Document text:
::::::::
Updated

A man charged with plotting to attack police and soldiers with homemade bombs pleaded not guilty Tuesday to rarely used state-level terrorism charges.

Jose Pimentel nearly whispered "not guilty" in a case authorities describe as bringing down an overt Al Qaeda sympathizer who was building a pipe bomb to act on his violent beliefs, but his lawyers call an example of police overreaching.

"We think that when a jury hears both sides of this case, they'll see it for what it really is," one of his lawyers, Susan J. Walsh, said as she left court.

A Dominican-born Muslim convert also known as Muhammad Yusuf, Pimentel had a website detailing his belief in jihad, or holy war, and said he believed Muslims were obligated to attack Americans as retailiation for U.S. military action in Muslim countries, authorities said.

Pimentel told an informant he wanted to attack targets that included police cars and stations, post offices and soldiers returning home from abroad, authorities said. He was arrested while making his homemade bomb in November, according to prosecutors and police.

"Jose Pimentel engaged in a plot to build improvised explosive devices and use them to commit acts of violent jihad," crossing a line between rhetoric and trying to take action, Manhattan District Attorney Cyrus R. Vance Jr. said in a statement after Pimentel was indicted last month on charges including weapons possession and conspiracy as terror crimes. Both carry the possibility of up to life in prison if Pimentel, 27, is convicted.
::::::::
Collected data
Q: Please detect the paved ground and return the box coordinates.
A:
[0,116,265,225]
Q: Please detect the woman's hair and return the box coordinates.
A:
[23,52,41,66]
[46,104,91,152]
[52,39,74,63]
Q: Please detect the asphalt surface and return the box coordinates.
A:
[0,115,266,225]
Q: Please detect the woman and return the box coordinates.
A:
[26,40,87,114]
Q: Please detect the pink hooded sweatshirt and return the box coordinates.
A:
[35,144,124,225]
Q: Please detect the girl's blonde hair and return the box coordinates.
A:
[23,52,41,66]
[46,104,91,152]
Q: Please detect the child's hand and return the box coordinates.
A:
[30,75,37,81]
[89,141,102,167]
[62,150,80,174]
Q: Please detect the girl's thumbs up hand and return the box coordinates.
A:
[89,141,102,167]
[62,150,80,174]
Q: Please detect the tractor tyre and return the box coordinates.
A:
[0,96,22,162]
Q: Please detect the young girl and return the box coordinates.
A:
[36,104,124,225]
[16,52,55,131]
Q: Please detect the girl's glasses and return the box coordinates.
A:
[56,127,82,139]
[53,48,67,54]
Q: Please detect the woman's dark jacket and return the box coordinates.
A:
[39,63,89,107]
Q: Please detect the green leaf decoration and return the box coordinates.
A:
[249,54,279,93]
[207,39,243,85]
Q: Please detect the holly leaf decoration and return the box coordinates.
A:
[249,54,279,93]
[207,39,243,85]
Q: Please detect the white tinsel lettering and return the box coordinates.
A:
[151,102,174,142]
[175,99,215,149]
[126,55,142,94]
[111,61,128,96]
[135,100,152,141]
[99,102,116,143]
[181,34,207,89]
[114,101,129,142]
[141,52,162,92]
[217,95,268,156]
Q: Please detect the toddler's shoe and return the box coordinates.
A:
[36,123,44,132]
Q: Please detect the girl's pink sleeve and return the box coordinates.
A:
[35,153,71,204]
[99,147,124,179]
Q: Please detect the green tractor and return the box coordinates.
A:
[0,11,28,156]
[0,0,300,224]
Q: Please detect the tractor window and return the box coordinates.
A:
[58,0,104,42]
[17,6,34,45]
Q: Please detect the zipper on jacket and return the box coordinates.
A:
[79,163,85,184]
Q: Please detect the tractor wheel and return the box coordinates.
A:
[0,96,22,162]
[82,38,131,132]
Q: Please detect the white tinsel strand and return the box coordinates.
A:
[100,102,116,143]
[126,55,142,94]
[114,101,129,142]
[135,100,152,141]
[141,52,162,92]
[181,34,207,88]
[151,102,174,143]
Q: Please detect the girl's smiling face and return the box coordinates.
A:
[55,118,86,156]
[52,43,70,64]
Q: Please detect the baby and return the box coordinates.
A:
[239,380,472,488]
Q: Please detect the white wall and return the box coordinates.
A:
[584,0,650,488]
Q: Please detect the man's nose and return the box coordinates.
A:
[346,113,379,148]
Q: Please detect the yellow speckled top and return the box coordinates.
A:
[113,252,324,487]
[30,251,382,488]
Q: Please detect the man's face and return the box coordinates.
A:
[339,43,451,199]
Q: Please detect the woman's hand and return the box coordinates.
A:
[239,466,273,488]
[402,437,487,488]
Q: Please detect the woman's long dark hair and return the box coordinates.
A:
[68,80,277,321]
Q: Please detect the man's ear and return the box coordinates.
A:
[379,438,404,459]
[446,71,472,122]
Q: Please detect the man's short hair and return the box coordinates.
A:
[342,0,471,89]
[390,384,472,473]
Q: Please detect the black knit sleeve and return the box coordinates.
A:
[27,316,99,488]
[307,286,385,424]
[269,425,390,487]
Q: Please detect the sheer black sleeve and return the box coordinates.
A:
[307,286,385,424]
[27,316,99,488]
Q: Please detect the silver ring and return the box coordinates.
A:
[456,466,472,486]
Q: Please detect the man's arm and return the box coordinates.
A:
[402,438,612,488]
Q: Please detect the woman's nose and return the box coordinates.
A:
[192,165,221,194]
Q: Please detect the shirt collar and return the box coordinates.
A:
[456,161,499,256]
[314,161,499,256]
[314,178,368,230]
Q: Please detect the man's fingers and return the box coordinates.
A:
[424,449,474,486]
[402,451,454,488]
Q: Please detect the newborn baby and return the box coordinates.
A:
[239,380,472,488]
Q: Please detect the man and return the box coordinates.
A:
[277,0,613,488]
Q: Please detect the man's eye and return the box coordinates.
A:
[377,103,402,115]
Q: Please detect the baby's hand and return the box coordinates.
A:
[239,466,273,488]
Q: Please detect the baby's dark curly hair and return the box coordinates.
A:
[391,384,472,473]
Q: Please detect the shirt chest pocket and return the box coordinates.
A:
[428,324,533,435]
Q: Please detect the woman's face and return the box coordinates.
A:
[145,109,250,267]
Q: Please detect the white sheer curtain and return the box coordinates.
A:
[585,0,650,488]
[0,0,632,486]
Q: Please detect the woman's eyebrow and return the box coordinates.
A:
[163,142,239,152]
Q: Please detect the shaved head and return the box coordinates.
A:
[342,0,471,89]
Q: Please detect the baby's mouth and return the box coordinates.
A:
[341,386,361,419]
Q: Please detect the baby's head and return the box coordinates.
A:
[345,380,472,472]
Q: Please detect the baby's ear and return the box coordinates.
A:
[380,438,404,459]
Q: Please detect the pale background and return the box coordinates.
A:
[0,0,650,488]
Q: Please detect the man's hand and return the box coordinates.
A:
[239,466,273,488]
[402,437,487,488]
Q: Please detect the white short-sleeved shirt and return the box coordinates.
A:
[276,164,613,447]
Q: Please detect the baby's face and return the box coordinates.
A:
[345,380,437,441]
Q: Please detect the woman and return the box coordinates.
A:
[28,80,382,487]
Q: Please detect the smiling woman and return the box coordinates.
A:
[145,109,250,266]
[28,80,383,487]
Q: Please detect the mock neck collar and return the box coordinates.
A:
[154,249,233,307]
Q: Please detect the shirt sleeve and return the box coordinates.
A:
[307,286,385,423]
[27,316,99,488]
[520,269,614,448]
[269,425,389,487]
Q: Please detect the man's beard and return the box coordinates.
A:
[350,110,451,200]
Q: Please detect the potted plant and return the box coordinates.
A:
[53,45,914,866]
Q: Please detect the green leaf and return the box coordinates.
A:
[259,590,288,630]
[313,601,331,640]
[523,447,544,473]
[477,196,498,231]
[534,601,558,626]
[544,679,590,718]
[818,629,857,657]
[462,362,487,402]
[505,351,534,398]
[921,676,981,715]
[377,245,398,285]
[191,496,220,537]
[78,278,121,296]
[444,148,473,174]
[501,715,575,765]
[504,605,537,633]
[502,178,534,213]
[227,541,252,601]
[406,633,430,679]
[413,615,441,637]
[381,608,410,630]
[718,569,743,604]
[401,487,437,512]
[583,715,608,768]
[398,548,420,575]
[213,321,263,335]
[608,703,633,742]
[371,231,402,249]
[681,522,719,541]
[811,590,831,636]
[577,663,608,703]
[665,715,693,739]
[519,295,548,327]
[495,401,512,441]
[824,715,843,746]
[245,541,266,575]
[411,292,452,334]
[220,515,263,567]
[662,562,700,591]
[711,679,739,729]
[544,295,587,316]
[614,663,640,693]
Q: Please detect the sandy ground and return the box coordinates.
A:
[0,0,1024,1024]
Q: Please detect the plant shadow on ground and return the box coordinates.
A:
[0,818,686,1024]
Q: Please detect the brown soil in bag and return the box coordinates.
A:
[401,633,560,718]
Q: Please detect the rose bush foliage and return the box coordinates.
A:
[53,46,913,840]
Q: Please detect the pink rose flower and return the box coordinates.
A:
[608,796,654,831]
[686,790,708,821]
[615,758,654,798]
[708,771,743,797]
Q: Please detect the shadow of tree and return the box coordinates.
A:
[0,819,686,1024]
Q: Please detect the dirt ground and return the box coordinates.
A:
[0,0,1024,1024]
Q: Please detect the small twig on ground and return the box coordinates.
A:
::::::::
Assignment: In the news story about the bomb plot charges, what was Pimentel doing when he was arrested?

Written answer: He was making his homemade bomb.